### THE TASK
In the entries below, find the line containing "on the tall". Copy it and all lines after it, exactly, through the end.

==============================

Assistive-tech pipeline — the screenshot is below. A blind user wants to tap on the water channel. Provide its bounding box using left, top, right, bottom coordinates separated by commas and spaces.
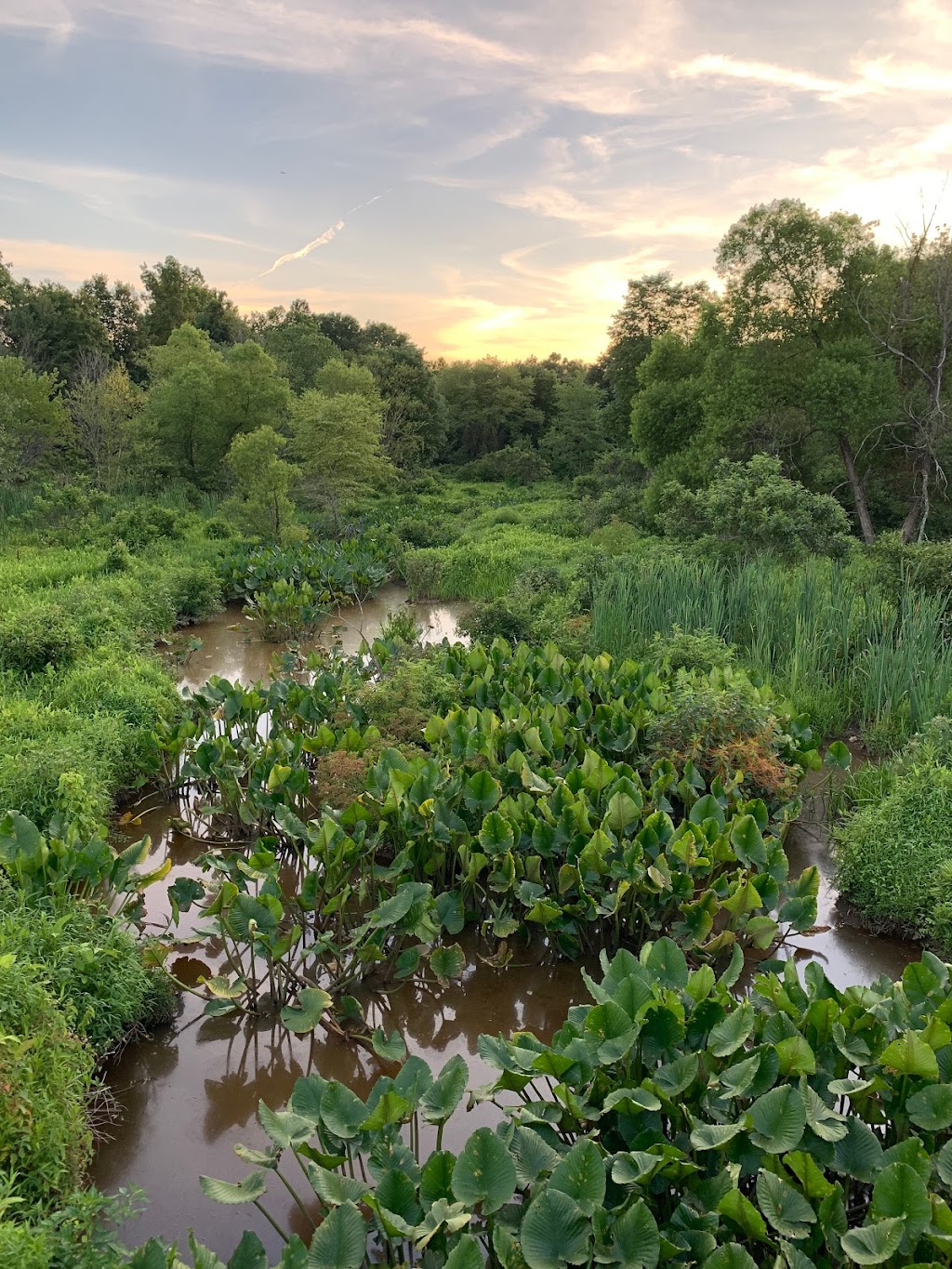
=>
91, 587, 920, 1256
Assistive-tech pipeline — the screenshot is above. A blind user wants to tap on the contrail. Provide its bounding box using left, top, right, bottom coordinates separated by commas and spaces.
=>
258, 189, 390, 278
258, 219, 350, 278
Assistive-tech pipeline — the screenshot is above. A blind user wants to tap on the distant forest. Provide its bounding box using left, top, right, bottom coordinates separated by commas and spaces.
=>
0, 199, 952, 542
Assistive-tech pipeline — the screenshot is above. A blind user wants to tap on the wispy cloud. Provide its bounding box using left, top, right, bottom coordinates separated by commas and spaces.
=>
259, 221, 344, 278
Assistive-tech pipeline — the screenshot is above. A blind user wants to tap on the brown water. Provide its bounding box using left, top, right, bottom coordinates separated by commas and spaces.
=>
180, 583, 472, 691
91, 616, 919, 1255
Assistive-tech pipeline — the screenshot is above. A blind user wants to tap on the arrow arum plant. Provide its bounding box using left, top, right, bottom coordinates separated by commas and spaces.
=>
147, 938, 952, 1269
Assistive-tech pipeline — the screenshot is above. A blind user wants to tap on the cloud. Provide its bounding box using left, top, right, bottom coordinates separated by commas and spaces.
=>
259, 221, 344, 278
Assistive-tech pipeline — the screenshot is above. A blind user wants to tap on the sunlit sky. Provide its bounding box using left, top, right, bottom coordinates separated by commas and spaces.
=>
0, 0, 952, 358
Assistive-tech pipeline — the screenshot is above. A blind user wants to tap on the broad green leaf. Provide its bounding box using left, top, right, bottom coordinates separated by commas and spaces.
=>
840, 1216, 903, 1265
691, 1123, 744, 1150
430, 943, 466, 984
879, 1030, 939, 1080
869, 1164, 932, 1250
612, 1199, 661, 1269
281, 987, 334, 1036
453, 1128, 515, 1216
717, 1189, 767, 1242
444, 1234, 485, 1269
906, 1084, 952, 1132
321, 1080, 367, 1141
371, 1026, 406, 1063
757, 1168, 816, 1238
307, 1203, 367, 1269
549, 1137, 605, 1216
702, 1242, 758, 1269
420, 1053, 469, 1123
747, 1084, 806, 1155
707, 1001, 755, 1057
198, 1172, 268, 1206
519, 1189, 591, 1269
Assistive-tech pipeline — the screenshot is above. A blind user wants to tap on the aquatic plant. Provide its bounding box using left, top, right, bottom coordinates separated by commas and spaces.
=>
152, 938, 952, 1269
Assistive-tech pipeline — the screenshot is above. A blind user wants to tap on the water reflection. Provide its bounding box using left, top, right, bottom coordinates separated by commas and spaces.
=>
180, 583, 471, 692
93, 609, 919, 1256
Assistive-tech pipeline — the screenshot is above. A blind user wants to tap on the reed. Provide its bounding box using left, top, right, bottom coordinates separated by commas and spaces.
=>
593, 557, 952, 748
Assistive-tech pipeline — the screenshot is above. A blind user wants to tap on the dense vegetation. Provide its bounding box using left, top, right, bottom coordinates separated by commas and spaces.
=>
0, 192, 952, 1269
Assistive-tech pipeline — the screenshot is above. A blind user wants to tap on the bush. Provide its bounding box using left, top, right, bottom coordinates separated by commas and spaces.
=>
0, 601, 83, 674
103, 538, 132, 573
163, 560, 222, 622
834, 750, 952, 950
660, 455, 849, 560
649, 626, 737, 672
645, 671, 797, 802
0, 896, 174, 1057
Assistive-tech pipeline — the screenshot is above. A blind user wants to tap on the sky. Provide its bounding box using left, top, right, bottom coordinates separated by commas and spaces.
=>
0, 0, 952, 359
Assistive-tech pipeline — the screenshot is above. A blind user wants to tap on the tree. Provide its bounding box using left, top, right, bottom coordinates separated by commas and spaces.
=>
225, 427, 298, 539
857, 223, 952, 542
4, 279, 112, 383
291, 389, 391, 517
538, 372, 605, 480
595, 271, 713, 442
67, 365, 147, 494
315, 357, 383, 401
142, 255, 249, 344
145, 324, 235, 484
0, 357, 70, 486
661, 455, 849, 560
717, 198, 876, 542
631, 330, 705, 469
258, 299, 337, 395
437, 357, 541, 462
79, 272, 146, 375
219, 340, 291, 437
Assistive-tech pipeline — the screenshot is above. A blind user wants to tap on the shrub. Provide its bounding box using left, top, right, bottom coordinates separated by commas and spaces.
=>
0, 601, 83, 674
834, 761, 952, 949
661, 455, 849, 560
0, 896, 173, 1057
645, 671, 799, 802
163, 560, 222, 622
103, 538, 132, 573
649, 625, 737, 672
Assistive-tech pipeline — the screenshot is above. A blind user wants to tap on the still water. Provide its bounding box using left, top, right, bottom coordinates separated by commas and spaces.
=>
91, 603, 919, 1256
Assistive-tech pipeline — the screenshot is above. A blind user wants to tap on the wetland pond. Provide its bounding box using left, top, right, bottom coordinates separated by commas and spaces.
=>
91, 587, 921, 1256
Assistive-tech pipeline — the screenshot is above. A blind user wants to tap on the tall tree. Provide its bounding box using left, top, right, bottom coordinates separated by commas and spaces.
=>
0, 357, 71, 486
225, 427, 298, 539
717, 198, 875, 542
595, 271, 713, 443
219, 340, 291, 435
857, 223, 952, 542
538, 371, 605, 480
79, 272, 145, 376
3, 279, 112, 383
67, 365, 147, 494
258, 299, 339, 395
145, 324, 233, 484
291, 389, 392, 518
437, 357, 542, 462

==============================

### EXERCISE RESULT
Assistive-tech pipeline — the screenshot is above. A blind user wants to tap on the tall tree. Provide its bounding box using left, top, right, bottom coordinates separated by commas and spaces.
=>
0, 357, 71, 486
225, 427, 298, 539
717, 198, 875, 542
595, 271, 713, 443
219, 340, 291, 435
857, 223, 952, 542
538, 371, 605, 480
79, 272, 145, 376
3, 279, 112, 383
67, 365, 147, 494
258, 299, 339, 395
145, 324, 233, 484
291, 389, 392, 518
437, 357, 542, 462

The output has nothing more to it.